READING TEXT:
<<<<

Lintcode: Segment Tree Modify

For a Maximum Segment Tree, which each node has an extra value max to store the maximum value in this node's interval.

Implement a modify function with three parameter root, index and value to change the node's value with [start, end] = [index, index] to the new given value. Make sure after this change, every node in segment tree still has the max attribute with the correct value.

Have you met this question in a real interview? Yes
Example
For segment tree:

[1, 4, max=3]
/                \
[1, 2, max=2]                [3, 4, max=3]
/              \             /             \
[1, 1, max=2], [2, 2, max=1], [3, 3, max=0], [4, 4, max=3]
if call modify(root, 2, 4), we can get:

[1, 4, max=4]
/                \
[1, 2, max=4]                [3, 4, max=3]
/              \             /             \
[1, 1, max=2], [2, 2, max=4], [3, 3, max=0], [4, 4, max=3]
or call modify(root, 4, 0), we can get:

[1, 4, max=2]
/                \
[1, 2, max=2]                [3, 4, max=0]
/              \             /             \
[1, 1, max=2], [2, 2, max=1], [3, 3, max=0], [4, 4, max=0]
Note
We suggest you finish problem Segment Tree Build and Segment Tree Query first.

Challenge
Do it in O(h) time, h is the height of the segment tree.

/**
* Definition of SegmentTreeNode:
* public class SegmentTreeNode {
*     public int start, end, max;
*     public SegmentTreeNode left, right;
*     public SegmentTreeNode(int start, int end, int max) {
*         this.start = start;
*         this.end = end;
*         this.max = max
*         this.left = this.right = null;
*     }
* }
*/
public class Solution {
/**
*@param root, index, value: The root of segment tree and
*@ change the node's value with [index, index] to the new given value
*@return: void
*/
public void modify(SegmentTreeNode root, int index, int value) {
// write your code here
if (root.start == root.end) {
root.max = value;
return;
}
int mid = (root.start + root.end)/2;
if (index <= mid) modify(root.left, index, value);
else modify(root.right, index, value);
root.max = Math.max(root.left.max, root.right.max);
}
}

>>>>

WORK TO BE COMPLETED: Summarize the segment tree problem above in two sentences.

ENTRIES SHOWN:
<<<<

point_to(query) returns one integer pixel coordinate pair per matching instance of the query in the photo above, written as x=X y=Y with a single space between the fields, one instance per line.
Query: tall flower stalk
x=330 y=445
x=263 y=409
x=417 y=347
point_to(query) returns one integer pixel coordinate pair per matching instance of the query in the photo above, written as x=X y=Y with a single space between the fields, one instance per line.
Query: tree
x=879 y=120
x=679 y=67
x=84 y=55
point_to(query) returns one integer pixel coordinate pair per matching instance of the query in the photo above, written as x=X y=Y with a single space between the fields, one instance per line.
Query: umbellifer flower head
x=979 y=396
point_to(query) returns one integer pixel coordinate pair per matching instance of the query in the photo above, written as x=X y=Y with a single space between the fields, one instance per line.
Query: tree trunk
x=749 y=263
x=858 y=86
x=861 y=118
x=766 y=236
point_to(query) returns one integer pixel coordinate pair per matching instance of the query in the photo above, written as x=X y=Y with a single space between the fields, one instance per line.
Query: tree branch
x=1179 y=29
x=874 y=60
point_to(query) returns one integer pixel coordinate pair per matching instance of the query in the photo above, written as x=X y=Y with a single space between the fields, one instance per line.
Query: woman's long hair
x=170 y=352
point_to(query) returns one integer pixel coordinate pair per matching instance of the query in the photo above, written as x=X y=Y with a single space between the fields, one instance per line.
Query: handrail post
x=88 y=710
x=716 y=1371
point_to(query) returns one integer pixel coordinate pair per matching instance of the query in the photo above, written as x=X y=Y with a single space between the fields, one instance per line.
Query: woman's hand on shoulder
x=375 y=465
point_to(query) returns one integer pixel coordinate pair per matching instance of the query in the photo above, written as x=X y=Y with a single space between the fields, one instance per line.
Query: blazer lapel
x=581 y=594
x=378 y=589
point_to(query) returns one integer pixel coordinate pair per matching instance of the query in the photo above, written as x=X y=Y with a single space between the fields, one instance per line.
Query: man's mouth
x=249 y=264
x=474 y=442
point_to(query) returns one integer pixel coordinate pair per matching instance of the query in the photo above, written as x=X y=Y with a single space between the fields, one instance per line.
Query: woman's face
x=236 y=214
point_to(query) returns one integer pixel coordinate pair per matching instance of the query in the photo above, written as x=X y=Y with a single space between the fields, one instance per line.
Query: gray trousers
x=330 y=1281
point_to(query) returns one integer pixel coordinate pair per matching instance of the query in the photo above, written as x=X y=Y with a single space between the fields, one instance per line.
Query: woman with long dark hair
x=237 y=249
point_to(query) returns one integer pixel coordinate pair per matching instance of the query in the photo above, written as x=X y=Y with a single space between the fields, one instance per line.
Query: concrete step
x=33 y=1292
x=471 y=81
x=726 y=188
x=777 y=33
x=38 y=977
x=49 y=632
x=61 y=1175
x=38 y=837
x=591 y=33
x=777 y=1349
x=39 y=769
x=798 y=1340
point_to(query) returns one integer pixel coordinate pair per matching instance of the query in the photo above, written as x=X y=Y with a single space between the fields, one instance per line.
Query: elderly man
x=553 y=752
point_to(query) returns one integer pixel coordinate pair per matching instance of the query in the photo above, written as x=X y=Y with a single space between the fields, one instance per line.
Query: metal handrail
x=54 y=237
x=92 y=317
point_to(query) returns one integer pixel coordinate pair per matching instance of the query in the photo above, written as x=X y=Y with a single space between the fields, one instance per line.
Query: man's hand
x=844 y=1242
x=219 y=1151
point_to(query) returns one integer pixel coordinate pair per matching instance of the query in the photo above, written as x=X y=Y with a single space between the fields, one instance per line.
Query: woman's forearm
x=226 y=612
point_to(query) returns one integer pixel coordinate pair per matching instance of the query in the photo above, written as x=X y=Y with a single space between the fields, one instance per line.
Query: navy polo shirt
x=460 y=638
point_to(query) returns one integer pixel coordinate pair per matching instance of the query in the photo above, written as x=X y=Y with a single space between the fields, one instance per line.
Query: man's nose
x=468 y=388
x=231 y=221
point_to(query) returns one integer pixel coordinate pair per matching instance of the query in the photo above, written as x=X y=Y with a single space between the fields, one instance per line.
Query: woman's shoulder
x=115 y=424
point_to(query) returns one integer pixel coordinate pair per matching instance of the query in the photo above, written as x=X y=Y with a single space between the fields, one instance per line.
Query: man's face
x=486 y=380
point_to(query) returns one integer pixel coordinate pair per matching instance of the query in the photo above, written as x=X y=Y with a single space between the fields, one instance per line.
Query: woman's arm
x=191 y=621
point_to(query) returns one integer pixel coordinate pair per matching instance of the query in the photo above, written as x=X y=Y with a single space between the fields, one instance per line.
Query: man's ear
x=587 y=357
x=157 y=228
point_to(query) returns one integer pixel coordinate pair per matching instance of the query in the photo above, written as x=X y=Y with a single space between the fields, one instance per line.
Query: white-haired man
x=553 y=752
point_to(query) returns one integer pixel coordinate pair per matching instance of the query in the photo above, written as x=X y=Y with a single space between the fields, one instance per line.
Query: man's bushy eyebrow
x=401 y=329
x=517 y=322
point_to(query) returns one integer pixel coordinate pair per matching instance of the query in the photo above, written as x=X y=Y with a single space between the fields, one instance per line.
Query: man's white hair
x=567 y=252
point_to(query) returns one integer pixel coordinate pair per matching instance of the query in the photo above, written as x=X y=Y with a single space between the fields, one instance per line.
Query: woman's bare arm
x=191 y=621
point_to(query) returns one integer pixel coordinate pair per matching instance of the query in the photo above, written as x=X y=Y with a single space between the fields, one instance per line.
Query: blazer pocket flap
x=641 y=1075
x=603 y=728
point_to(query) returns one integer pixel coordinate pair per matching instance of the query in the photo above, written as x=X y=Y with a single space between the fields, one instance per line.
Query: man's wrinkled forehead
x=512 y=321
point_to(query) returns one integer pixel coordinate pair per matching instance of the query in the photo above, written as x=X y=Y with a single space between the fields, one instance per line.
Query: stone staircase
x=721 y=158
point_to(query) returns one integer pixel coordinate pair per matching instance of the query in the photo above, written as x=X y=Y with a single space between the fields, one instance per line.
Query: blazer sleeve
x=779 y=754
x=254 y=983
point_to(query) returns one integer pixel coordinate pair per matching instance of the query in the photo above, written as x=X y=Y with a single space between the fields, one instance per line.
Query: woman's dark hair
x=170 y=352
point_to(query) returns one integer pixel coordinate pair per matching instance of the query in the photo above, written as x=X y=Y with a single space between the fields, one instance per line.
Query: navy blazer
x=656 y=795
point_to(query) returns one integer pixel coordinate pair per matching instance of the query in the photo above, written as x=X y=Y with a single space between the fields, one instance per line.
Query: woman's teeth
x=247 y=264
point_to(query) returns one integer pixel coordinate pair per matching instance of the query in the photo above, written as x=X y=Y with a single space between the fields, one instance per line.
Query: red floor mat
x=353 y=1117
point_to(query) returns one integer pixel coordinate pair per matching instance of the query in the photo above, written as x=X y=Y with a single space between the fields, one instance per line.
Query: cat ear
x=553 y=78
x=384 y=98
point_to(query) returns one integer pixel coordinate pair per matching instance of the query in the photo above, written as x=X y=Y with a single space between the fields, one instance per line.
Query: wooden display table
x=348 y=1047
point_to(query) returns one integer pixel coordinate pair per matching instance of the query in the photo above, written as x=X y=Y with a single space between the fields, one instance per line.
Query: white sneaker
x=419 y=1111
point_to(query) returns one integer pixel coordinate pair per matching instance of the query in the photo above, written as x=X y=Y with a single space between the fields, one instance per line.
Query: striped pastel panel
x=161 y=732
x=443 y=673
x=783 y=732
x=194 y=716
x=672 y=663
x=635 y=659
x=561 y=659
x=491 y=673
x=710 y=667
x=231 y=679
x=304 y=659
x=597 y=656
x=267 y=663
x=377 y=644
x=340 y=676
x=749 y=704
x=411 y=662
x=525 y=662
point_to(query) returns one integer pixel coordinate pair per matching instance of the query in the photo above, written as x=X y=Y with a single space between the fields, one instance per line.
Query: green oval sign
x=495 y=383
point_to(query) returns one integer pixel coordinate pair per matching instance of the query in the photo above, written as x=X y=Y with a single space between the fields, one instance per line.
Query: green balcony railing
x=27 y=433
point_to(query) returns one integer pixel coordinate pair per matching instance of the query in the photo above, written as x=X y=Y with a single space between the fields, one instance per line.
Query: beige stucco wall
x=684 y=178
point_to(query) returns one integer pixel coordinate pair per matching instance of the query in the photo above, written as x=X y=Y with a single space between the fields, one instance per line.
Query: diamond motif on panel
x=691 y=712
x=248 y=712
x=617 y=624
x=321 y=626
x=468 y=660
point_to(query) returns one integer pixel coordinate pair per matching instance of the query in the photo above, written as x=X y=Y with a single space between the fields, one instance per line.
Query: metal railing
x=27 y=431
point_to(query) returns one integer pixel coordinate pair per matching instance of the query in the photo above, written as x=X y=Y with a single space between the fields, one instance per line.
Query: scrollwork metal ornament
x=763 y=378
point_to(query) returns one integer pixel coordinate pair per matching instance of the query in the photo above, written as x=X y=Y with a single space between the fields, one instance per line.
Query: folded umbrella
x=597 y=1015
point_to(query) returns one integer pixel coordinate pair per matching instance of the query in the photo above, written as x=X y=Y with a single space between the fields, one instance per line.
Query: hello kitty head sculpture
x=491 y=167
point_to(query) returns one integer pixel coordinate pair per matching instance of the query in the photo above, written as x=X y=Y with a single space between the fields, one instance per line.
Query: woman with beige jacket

>>>>

EXERCISE RESPONSE: The problem asks for a modify function that takes a root, an index, and a value, sets the node with interval [index, index] to the new value, and keeps every node's max attribute correct, ideally in O(h) time. The solution given recurses toward the left child when the index is at most the midpoint and toward the right child otherwise, sets the max directly once it reaches a node whose start equals its end, and then resets each node's max to the larger of its two children's maxima.